-------- Data listing --------
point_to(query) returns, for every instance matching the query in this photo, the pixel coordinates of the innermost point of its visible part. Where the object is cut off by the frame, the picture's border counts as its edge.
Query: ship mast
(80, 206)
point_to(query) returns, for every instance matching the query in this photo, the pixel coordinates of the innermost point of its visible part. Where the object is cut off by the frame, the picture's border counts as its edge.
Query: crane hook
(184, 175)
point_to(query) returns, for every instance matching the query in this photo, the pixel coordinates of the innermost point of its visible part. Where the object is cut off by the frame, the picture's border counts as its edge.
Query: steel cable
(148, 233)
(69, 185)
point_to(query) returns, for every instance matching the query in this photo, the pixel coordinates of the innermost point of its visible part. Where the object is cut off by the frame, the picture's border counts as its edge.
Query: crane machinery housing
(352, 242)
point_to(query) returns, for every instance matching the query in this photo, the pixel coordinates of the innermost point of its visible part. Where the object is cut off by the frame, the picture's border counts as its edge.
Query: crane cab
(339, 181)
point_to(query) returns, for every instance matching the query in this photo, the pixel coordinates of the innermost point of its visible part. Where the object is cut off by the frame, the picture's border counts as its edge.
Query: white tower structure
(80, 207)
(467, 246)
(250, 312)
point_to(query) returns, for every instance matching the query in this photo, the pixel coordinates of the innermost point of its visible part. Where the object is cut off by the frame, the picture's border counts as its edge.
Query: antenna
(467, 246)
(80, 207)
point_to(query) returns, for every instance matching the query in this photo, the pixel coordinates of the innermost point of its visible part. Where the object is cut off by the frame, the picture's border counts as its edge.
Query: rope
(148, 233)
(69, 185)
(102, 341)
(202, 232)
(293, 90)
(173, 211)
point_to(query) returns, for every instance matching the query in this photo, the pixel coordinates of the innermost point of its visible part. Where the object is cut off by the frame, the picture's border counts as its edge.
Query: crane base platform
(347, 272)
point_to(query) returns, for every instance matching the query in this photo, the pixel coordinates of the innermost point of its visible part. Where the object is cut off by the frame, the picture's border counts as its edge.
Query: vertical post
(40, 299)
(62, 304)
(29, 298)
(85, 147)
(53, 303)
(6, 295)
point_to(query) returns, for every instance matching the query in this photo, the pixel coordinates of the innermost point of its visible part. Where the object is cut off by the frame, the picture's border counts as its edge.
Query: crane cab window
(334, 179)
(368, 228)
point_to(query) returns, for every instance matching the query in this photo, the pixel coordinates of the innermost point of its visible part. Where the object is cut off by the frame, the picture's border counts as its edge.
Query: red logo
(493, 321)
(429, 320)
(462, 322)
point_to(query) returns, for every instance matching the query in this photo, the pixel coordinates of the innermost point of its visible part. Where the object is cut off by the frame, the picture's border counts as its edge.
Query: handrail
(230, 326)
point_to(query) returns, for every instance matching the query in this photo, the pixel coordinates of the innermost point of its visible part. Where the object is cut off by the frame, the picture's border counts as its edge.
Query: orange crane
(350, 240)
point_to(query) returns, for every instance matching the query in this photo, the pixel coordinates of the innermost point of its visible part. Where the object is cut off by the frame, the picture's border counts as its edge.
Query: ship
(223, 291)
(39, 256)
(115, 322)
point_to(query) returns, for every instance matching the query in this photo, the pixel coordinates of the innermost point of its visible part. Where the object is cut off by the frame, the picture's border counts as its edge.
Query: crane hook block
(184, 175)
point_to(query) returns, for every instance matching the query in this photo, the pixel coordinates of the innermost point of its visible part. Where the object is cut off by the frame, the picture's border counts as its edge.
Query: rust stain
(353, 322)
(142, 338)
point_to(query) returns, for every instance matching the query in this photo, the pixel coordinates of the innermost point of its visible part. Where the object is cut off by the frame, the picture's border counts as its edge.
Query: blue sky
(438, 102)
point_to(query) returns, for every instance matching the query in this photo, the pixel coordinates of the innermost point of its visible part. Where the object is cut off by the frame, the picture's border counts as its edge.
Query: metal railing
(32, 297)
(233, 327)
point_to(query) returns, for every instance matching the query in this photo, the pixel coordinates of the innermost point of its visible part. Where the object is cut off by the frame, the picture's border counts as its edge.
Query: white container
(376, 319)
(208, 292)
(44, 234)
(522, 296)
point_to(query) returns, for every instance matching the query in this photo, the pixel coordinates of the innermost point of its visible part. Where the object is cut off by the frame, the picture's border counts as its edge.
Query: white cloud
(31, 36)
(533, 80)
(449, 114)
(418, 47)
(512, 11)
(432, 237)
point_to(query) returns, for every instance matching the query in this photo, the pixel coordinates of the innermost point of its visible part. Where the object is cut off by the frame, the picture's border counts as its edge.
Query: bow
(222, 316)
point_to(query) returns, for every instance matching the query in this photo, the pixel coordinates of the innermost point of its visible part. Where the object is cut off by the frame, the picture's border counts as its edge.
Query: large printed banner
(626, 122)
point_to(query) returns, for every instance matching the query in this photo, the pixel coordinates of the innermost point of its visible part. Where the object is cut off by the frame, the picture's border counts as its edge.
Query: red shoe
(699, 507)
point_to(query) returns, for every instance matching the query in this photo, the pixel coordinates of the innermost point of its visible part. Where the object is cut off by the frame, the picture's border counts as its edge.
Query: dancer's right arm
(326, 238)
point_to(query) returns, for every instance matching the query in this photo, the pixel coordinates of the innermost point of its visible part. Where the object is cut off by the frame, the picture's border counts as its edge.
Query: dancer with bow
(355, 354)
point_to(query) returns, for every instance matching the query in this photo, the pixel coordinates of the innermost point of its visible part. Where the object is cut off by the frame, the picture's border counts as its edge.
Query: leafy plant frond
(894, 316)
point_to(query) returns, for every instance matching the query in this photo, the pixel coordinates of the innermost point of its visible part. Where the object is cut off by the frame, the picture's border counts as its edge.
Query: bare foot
--------
§ Requirement: Would you print each line of the listing again, unaltered?

§ Answer to this problem:
point_to(query) returns, for every instance matching the query in this photo, the pixel coordinates of the innermost point of its visible part. Where the object is cut off by the frame, the picture's border counts as its edge.
Query: ship mast
(80, 206)
point_to(query) returns, for every instance matching the query in this photo, the pixel coordinates of the innermost point of its visible part. Where the object is cut off by the frame, the picture's border counts as its edge.
Query: crane hook
(184, 175)
point_to(query) returns, for every instance matching the query in this photo, the pixel coordinates of the innermost point of its visible part. Where the object is cut off by the frame, the picture's border counts as its edge.
Query: steel cable
(148, 233)
(69, 185)
point_to(query) returns, for every instance matching the query in this photo, the pixel coordinates of the innermost point of its visible part. Where the object is cut off by the frame, the picture's border counts as its edge.
Query: crane machinery housing
(352, 242)
point_to(query) returns, for every instance matching the query in this photo, the pixel coordinates of the innermost point of its visible part. Where the object is cut off by the frame, the picture's border counts as its edge.
Query: crane cab
(339, 181)
point_to(query) returns, for every instance matching the query in this photo, the pixel coordinates of the innermost point of its visible part. Where the object is cut off by the frame, the picture's border counts as its edge.
Query: white tower structure
(80, 207)
(467, 246)
(250, 312)
point_to(query) returns, for every instance matching the query in this photo, the pixel coordinates of the innermost point of its visible part. Where the object is cut off by the frame, the picture's border counts as its edge.
Query: antenna
(467, 246)
(80, 207)
point_to(query) returns, for every instance matching the query in this photo, the pixel coordinates of the innermost point of its visible part. Where the object is cut off by the frame, the picture's border counts as its edge.
Query: rope
(148, 233)
(69, 185)
(102, 341)
(202, 232)
(293, 90)
(173, 211)
point_to(query) returns, for every instance matching the query in this photo, the pixel coordinates of the innermost point of its visible part. Where the object is cut off by the frame, the picture's border counts as its edge.
Query: crane base platform
(347, 272)
point_to(query) returns, for every instance matching the query in this photo, the pixel coordinates of the innermost point of its visible part. Where the object is cut off by the frame, the picture's border counts as its edge.
Query: vertical post
(40, 299)
(62, 304)
(29, 298)
(85, 147)
(53, 303)
(6, 295)
point_to(query) returns, for every instance matching the query in this photo, the pixel coordinates of the innermost point of its visible part. Where the object is cut off by the frame, the picture's border counts as its edge.
Query: crane cab window
(334, 179)
(368, 228)
point_to(query) returns, for every instance matching the query in this photo, the pixel coordinates of the innermost point of its visible part. Where the object is cut off by the frame, the picture's border counts as its edge.
Query: red logo
(493, 321)
(429, 320)
(462, 322)
point_to(query) returns, for every instance matching the query in this photo, the pixel coordinates of the innermost point of its visible part. Where the object is cut off by the frame, the picture's border counts as its edge.
Query: handrail
(230, 326)
point_to(query) returns, for every instance matching the query in this photo, the pixel coordinates of the innermost point of its visible part. Where the object is cut off by the frame, the picture's border counts as its edge.
Query: orange crane
(350, 240)
point_to(query) returns, for every instance matching the query in this photo, the pixel coordinates of the innermost point of its visible part. Where the object is cut off by the frame, the picture's border counts as its edge.
Query: ship
(223, 291)
(39, 256)
(115, 322)
point_to(query) returns, for every instance matching the query in this photo, the pixel coordinates of the innermost point of its visible part. Where the object is cut off by the frame, the picture's border counts as its edge.
Query: crane hook block
(184, 175)
point_to(query) returns, for every instance matching the query in this photo, the pixel coordinates of the innermost point of its visible part. Where the object is cut off by the frame, the picture's border counts as its edge.
Query: rust stain
(353, 322)
(142, 338)
point_to(query) returns, for every instance matching the query in this photo, the pixel coordinates of the innermost point of its visible part. Where the object is cut off by the frame, the picture's border counts as its edge.
Query: blue sky
(438, 102)
point_to(query) returns, for every instance matching the query in this photo, the pixel coordinates of the innermost point of its visible part. Where the object is cut off by the frame, the picture's border counts as its edge.
Query: metal railing
(32, 297)
(233, 327)
point_to(query) returns, for every instance matching the query in this photo, the pixel coordinates of the innermost point of its visible part. Where the object is cut off by the frame, the picture's border counts as its edge.
Query: white container
(376, 319)
(208, 292)
(44, 234)
(522, 296)
point_to(query) returns, for every instance matching the query in this photo, the pixel coordinates of the innermost point of its visible part. Where the object is cut off by the frame, the picture's border counts as its edge.
Query: white cloud
(31, 36)
(533, 80)
(449, 114)
(418, 47)
(512, 11)
(432, 237)
point_to(query) returns, for every instance matching the query in this photo, the pixel coordinates of the innermost point of its visible part. Where the object is cut off by the frame, the picture's border counts as its edge.
Query: bow
(222, 316)
point_to(query) returns, for every instance matching the query in this photo, the pixel coordinates of the innermost point of its visible part. Where the object is cut off by the frame, the picture's border counts as its edge.
Query: large printed banner
(626, 122)
point_to(query) returns, for every instance matching the query in this photo, the pixel coordinates of the innermost point of its visible part. Where the object is cut off by the frame, the picture's border counts as its edge.
Query: red shoe
(699, 507)
point_to(query) returns, for every instance matching the query in this photo, the pixel coordinates of the innermost point of its visible part. Where the object is cut off by the frame, the picture's border counts as its edge.
Query: dancer's right arm
(326, 238)
point_to(query) returns, for every instance matching the query in this photo, the pixel coordinates of the innermost point of its visible part. Where the object is cut off by the frame, the picture's border counts as its edge.
Query: dancer with bow
(355, 354)
point_to(query) returns, for every instance matching the query in this photo, the pixel coordinates of the innermost point of its visible part. Where the object is cut off by the frame, the picture's border counts as its edge.
Query: leafy plant frond
(894, 316)
point_to(query) returns, for every instance matching the query in this photo, the pixel coordinates of the innermost point of its visible part. Where the object is cut off by the frame, the picture's border counts as its edge.
Query: bare foot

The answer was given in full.